Extracted records
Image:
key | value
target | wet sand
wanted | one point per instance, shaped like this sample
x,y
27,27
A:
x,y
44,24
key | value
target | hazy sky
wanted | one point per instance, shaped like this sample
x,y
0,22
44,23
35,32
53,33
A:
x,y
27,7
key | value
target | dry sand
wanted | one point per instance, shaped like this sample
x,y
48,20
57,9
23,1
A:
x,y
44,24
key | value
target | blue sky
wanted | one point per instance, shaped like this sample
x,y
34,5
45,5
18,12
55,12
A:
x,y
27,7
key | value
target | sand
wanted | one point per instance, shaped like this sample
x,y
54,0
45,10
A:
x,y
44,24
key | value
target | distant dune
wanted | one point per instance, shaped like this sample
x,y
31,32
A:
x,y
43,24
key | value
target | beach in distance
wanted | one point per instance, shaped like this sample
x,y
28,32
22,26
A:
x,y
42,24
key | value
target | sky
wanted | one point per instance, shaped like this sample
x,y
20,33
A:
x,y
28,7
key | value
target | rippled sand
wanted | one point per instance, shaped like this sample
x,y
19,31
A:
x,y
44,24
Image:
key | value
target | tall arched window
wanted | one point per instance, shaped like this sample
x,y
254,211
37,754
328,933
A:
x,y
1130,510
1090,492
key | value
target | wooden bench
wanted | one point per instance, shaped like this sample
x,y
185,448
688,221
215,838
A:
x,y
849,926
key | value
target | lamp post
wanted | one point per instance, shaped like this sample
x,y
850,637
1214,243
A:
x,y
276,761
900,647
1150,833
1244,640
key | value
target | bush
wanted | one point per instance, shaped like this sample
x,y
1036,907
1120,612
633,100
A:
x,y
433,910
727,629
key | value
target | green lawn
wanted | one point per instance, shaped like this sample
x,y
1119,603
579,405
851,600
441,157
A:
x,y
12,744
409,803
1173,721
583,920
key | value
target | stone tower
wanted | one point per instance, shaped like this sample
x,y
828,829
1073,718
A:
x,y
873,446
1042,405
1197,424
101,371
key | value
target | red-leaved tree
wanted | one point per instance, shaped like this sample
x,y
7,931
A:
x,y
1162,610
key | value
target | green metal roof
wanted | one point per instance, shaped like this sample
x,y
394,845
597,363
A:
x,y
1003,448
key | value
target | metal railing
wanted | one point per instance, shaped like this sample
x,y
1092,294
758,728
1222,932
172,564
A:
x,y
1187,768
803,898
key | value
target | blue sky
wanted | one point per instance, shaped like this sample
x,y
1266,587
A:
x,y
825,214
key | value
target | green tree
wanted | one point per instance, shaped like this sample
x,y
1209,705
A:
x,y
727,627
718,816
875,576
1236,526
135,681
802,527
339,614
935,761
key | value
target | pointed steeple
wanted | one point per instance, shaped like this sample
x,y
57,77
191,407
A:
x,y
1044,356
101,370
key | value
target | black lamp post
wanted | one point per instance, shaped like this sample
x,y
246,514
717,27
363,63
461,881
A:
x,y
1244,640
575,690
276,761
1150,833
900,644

» **Work to do**:
Using the data above, print every record exactly as shown.

» **The response**:
Image:
key | value
target | wet sand
wanted | one point per instance, shaped like this sample
x,y
27,27
A:
x,y
44,24
key | value
target | hazy sky
wanted | one point per instance, shaped like this sample
x,y
0,22
44,23
35,32
53,33
A:
x,y
27,7
key | value
target | dry sand
wanted | one point per instance, shaped like this sample
x,y
48,20
57,9
23,1
A:
x,y
44,24
key | value
target | blue sky
wanted | one point per instance, shaped like this sample
x,y
34,5
45,5
18,12
55,12
A:
x,y
27,7
key | value
target | sand
wanted | one point per instance, shaped like this sample
x,y
54,0
45,10
A:
x,y
44,24
key | value
target | distant dune
wanted | one point per instance, shaped like this sample
x,y
31,32
A:
x,y
43,24
key | value
target | beach in distance
wanted | one point per instance, shaped like this sample
x,y
28,32
22,26
A:
x,y
42,24
key | value
target | sky
wanted | one point per instance, shaped like this sample
x,y
20,33
A:
x,y
28,7
key | value
target | rippled sand
wanted | one point per instance, shaped like this sample
x,y
19,31
A:
x,y
44,24
Image:
key | value
target | tall arched window
wanted | one point per instance, shaped like this sample
x,y
254,211
37,754
328,933
A:
x,y
1130,510
1090,492
key | value
target | wooden bench
wanted | one point per instance, shaped like this sample
x,y
185,448
688,221
215,838
A:
x,y
849,926
key | value
target | lamp post
wanted | one point per instance, shaped like this sample
x,y
850,637
1214,243
A:
x,y
276,761
900,647
1150,833
1244,640
key | value
target | bush
wanted | one point per instance, shaped like this sample
x,y
1036,907
1120,612
633,100
A:
x,y
433,910
727,629
key | value
target | green lawn
wanted | one point per instance, shaped like this sample
x,y
1119,603
579,405
851,600
441,157
A:
x,y
12,744
409,803
1173,721
583,920
key | value
target | stone tower
wanted | one point per instance, shaped like this sample
x,y
828,829
1073,718
A:
x,y
873,446
1042,405
1197,424
101,371
key | value
target | red-leaved tree
wanted | one point per instance, shaped like this sample
x,y
7,931
A:
x,y
1162,610
key | value
target | green metal roof
wanted | one point per instance, shaped like this sample
x,y
394,845
597,363
A:
x,y
1003,448
key | value
target | metal railing
wanted | one point per instance, shaped like this sample
x,y
1092,294
758,728
1222,932
172,564
A:
x,y
1187,768
803,898
key | value
target | blue sky
wanted | one point per instance, shaped like this sample
x,y
1266,587
A:
x,y
825,214
key | value
target | green tree
wanted | one point per instance, shaped like this sample
x,y
1209,705
A:
x,y
727,627
718,816
875,576
1236,526
135,681
802,527
339,614
935,761
key | value
target | pointed steeple
wanted | one point per instance, shaped like this sample
x,y
57,77
191,407
A:
x,y
1044,356
101,370
key | value
target | black lamp post
wanted | one point per instance, shaped like this sample
x,y
246,514
717,27
363,63
461,881
A:
x,y
1244,640
575,690
276,761
1150,833
900,644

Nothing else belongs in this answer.